● **Text under study**
The Many Effects of Fibromyalgiac Syndrome Led Sufferer to Central Mexico

When you are one of the “lucky” ones diagnosed with the neuromuscular illness known as Fibromyalgia Syndrome, you immediately become convinced of many things. One is you wonder just where are you going to get the money to fund this illness and second is where you could possibly live where the symptoms would not be in the “on” position all the time.
When I was diagnosed in 1993, I was told the only hope was to find the right “cocktail” of drugs that would help relieve the symptoms because where I was living, the Midwest, was one of the worst places in the United States for people stricken with Fibromyalgia Syndrome or FMS.

The pain, fatigue, and sleep disorder of FMS is exacerbated by several factors among which is bad weather. The frequently changing weather fronts; cold, snowy weather; hot, humid weather were all reasons which make many of us sufferers, myself included, live in a constant state of pain and fatigue. We lived on the Kansas side of Kansas City-Tornado Alley. I could not win even with all the drugs.

● **Exercise tasks**
1 - List every kind of weather that the account of fibromyalgia names as a reason sufferers live in constant pain and fatigue.
2 - Summarize the account of fibromyalgia in two sentences.
3 - In the account of fibromyalgia, why was the writer told that the only hope was to find the right "cocktail" of drugs? Answer in one or two sentences.

● **Supplied entries**
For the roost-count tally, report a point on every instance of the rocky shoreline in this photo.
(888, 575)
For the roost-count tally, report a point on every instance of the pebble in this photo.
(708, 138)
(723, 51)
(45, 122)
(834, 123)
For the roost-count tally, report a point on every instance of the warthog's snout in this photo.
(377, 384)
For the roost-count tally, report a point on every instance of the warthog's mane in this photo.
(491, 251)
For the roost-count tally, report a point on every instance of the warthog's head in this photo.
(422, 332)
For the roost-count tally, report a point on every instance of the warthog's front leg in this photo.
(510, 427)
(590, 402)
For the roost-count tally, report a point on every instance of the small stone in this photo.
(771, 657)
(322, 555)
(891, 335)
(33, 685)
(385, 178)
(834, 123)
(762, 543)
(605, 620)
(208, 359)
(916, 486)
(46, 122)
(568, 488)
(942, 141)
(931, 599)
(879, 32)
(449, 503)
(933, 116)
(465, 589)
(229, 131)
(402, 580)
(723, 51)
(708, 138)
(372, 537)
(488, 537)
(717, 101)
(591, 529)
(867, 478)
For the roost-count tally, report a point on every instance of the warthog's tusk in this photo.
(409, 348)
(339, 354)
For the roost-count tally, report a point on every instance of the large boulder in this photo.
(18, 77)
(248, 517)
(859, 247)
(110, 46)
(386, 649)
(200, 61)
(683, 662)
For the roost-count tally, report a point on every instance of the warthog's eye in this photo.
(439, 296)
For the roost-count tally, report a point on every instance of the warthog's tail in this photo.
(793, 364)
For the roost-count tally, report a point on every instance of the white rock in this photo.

...

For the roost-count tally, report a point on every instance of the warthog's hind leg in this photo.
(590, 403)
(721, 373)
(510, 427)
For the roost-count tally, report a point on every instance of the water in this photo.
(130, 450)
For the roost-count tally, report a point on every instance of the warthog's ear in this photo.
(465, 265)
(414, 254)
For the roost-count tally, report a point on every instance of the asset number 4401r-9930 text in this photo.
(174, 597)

---

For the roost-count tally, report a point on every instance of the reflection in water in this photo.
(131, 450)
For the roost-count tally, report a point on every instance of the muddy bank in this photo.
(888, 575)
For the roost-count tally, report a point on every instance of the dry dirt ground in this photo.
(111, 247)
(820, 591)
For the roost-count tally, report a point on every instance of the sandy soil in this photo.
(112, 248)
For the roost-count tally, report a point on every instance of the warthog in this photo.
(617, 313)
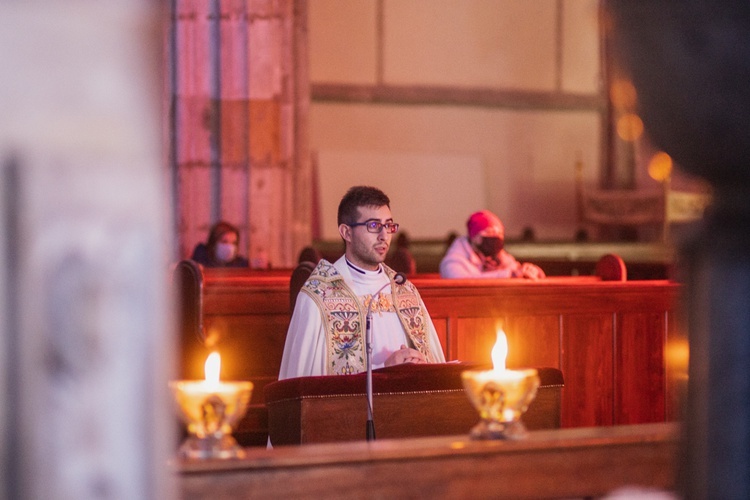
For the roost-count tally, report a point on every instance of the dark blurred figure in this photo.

● **Written responses**
1 -
- Frequently changing weather fronts
- Cold, snowy weather
- Hot, humid weather

2 - After being diagnosed with Fibromyalgia Syndrome in 1993, the writer was told the only hope was finding the right "cocktail" of drugs, since the Midwest was one of the worst places in the United States for people with the illness. Bad weather worsens the pain, fatigue and sleep disorder of FMS, and living on the Kansas side of Kansas City kept the writer in constant pain and fatigue despite all the drugs.

3 - The writer was living in the Midwest, which was one of the worst places in the United States for people with Fibromyalgia Syndrome.